■ Prompt ■
Each line in the records below that has the word "knitted" should be copied.

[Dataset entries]
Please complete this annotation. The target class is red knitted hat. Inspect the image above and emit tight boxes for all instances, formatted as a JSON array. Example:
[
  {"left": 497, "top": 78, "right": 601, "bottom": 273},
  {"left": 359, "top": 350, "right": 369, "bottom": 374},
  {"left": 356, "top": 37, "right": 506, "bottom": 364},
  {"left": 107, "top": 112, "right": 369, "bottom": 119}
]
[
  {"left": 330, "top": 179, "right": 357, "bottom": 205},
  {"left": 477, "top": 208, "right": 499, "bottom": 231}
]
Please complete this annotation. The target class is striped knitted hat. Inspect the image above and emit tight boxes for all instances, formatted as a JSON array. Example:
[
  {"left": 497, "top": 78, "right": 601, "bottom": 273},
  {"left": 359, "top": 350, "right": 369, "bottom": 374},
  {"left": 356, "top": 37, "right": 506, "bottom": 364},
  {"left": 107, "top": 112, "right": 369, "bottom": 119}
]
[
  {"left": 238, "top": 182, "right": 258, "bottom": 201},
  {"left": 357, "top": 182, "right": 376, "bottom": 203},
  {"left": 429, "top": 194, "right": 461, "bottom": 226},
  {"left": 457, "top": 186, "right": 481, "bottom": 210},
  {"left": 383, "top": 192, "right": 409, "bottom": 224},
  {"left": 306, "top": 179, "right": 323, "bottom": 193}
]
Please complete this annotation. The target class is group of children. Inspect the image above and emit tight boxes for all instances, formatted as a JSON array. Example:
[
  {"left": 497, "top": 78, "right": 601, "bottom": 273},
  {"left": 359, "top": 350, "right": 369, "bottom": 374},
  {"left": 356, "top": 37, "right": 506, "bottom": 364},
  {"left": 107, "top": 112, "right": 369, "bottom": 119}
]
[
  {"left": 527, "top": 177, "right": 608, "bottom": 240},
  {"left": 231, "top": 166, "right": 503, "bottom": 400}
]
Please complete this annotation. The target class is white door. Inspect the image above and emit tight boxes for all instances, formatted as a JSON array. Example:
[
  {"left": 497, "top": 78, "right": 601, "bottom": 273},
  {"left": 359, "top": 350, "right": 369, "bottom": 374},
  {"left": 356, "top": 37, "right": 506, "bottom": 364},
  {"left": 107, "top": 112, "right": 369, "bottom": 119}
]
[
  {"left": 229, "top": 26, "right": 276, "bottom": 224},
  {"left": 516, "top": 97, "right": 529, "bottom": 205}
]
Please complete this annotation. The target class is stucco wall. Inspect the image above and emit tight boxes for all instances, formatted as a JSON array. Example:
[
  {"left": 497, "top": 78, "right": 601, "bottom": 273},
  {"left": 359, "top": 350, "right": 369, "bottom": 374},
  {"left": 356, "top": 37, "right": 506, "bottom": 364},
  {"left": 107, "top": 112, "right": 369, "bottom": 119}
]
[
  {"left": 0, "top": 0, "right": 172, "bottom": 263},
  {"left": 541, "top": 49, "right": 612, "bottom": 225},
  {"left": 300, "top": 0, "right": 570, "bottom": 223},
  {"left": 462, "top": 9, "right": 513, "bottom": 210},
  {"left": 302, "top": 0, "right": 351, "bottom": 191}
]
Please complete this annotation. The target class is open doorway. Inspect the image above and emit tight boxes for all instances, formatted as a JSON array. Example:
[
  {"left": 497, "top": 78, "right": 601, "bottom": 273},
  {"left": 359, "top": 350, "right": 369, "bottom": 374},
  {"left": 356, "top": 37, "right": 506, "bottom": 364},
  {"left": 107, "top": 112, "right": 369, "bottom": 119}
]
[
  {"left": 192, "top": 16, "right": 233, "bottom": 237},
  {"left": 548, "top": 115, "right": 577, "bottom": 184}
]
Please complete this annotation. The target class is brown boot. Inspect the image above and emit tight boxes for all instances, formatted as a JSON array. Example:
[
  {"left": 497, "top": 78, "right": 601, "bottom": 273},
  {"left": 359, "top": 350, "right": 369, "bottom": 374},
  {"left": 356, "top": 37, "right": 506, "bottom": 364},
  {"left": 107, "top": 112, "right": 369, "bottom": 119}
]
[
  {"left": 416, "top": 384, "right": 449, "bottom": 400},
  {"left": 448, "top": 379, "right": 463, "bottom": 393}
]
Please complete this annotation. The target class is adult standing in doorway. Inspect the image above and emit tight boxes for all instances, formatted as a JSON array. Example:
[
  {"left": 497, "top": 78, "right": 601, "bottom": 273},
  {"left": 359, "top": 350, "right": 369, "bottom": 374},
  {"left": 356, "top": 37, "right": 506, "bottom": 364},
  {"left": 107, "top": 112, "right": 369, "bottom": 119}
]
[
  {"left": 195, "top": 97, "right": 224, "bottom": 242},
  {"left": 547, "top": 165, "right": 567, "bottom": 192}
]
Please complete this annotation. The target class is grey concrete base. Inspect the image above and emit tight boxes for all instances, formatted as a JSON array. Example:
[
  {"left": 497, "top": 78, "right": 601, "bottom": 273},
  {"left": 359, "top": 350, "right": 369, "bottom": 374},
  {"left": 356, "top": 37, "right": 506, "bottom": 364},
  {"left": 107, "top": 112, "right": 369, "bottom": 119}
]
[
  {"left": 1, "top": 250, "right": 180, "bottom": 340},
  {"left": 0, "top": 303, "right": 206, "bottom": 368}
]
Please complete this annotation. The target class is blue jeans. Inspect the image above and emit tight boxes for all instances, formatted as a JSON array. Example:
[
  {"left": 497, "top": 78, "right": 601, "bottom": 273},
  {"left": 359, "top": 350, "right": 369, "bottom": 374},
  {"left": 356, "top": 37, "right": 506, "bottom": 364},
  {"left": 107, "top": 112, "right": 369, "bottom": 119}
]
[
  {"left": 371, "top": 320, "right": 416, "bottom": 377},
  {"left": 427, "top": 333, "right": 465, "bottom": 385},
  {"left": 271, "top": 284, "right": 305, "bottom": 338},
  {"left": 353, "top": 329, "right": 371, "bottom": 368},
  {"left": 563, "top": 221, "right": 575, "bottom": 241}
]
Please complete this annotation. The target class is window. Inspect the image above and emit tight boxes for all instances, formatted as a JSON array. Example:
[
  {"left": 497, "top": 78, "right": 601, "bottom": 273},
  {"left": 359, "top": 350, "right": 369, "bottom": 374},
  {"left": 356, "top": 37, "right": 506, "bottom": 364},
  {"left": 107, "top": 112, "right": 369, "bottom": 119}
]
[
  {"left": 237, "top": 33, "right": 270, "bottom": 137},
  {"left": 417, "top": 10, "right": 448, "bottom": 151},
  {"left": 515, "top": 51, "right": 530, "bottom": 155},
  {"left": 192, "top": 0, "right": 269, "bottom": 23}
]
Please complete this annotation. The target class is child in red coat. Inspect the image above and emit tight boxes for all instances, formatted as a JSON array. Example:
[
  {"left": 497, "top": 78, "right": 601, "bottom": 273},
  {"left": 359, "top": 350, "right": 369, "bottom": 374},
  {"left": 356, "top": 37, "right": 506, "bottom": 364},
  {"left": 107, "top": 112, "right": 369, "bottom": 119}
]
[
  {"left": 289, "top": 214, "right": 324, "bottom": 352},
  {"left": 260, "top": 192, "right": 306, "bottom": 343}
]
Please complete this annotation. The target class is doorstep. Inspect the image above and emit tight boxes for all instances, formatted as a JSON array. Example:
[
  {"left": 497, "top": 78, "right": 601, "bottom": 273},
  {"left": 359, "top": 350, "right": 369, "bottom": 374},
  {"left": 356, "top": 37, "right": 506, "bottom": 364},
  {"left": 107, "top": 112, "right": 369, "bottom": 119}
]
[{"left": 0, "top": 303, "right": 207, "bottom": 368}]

■ Answer for this exercise ■
Please complete this annotation. The target class is red knitted hat. Inspect the image above and emit tight boxes for all instances, formatted as a JSON array. Example:
Please complete this annotation. The target class is striped knitted hat. Inspect the image above and emit tight boxes for all instances, formatted as a JSON array. Example:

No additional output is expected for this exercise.